→ **WORK REQUEST**
If a picture appears in the records below, drop it, and reproduce everything else exactly.

→ **EXCERPTED RECORDS**
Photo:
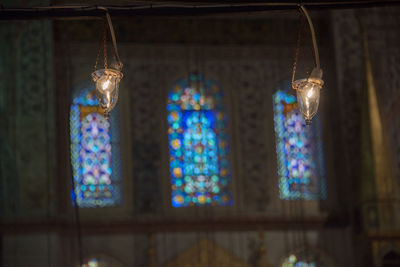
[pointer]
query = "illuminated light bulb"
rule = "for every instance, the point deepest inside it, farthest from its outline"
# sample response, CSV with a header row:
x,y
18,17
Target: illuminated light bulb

→ **ANSWER FOR THE TASK**
Photo:
[pointer]
query = "illuminated light bulb"
rule = "for every instance, the point deepest inside it, farthest from its outline"
# sample response, CSV with a header row:
x,y
18,17
Target: illuminated light bulb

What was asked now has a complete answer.